==== Given records ====
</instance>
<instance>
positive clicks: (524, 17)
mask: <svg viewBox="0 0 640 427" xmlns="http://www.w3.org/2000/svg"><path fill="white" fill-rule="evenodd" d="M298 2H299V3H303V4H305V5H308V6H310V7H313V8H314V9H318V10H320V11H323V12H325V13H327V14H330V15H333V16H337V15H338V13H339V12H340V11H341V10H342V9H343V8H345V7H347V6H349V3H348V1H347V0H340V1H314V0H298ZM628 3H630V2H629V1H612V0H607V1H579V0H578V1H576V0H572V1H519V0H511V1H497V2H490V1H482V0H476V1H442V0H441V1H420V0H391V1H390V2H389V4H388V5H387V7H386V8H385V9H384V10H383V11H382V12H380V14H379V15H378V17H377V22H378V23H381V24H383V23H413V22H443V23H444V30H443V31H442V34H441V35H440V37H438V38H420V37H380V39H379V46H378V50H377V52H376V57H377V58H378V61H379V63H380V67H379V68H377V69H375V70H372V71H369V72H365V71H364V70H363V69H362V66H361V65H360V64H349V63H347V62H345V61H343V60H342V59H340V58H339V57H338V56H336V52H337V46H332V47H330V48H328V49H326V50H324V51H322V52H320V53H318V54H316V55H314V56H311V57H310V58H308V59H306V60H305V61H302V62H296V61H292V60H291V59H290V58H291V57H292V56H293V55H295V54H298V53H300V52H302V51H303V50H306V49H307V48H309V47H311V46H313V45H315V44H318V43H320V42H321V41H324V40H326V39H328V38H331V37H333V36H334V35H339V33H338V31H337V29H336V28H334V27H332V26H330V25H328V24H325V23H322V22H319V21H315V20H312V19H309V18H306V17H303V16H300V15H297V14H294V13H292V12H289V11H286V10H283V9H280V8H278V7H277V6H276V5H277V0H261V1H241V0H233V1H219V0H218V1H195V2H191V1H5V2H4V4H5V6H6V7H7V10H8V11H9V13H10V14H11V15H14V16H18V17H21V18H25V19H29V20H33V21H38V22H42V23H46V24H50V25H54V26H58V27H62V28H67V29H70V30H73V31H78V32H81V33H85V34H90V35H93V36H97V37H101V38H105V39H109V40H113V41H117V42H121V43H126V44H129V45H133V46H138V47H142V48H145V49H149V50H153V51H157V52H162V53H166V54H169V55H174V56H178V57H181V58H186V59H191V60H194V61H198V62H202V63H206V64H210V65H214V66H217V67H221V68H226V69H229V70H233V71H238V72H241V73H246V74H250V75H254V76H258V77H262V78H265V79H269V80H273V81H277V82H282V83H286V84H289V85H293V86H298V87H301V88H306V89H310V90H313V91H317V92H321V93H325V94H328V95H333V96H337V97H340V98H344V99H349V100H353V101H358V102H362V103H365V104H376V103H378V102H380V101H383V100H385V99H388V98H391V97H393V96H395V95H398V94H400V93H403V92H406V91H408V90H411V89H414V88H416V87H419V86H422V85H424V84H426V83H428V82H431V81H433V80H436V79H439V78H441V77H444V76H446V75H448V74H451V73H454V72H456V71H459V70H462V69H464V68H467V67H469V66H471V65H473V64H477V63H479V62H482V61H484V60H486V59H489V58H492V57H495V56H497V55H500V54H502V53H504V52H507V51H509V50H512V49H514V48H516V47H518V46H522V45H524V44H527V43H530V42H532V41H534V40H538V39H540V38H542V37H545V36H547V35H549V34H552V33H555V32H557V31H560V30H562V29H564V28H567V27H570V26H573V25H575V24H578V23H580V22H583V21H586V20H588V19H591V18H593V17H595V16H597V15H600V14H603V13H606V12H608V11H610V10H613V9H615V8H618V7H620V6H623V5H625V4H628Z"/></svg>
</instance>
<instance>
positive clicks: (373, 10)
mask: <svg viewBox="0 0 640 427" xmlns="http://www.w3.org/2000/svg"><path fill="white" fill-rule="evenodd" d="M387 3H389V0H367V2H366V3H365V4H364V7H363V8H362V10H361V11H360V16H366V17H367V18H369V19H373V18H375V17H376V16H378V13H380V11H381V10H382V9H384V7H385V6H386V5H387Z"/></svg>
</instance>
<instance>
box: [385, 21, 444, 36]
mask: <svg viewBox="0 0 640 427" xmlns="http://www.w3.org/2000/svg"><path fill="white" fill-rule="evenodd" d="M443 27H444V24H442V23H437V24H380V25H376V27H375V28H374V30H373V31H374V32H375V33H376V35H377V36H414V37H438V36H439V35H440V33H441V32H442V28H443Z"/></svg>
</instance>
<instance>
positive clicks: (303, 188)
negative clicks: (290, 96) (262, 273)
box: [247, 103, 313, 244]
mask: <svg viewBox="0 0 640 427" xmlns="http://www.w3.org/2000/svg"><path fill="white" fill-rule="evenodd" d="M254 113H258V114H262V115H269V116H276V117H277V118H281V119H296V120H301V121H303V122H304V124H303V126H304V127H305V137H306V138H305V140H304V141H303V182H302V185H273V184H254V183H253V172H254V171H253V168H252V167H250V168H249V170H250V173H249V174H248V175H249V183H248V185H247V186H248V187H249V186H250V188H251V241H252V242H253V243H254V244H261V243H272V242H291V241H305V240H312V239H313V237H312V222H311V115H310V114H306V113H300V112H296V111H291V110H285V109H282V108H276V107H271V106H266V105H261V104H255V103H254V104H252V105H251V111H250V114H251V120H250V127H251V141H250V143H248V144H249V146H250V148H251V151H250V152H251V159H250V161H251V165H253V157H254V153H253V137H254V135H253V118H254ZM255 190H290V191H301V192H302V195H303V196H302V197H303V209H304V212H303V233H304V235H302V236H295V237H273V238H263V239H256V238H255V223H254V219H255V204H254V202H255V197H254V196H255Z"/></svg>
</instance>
====
## Required work
Which lines in the data above contain the string "clicks"? Pick out and copy each of them, treating uppercase and lowercase as different.

## Result below
positive clicks: (524, 17)
positive clicks: (373, 10)
positive clicks: (303, 188)
negative clicks: (290, 96) (262, 273)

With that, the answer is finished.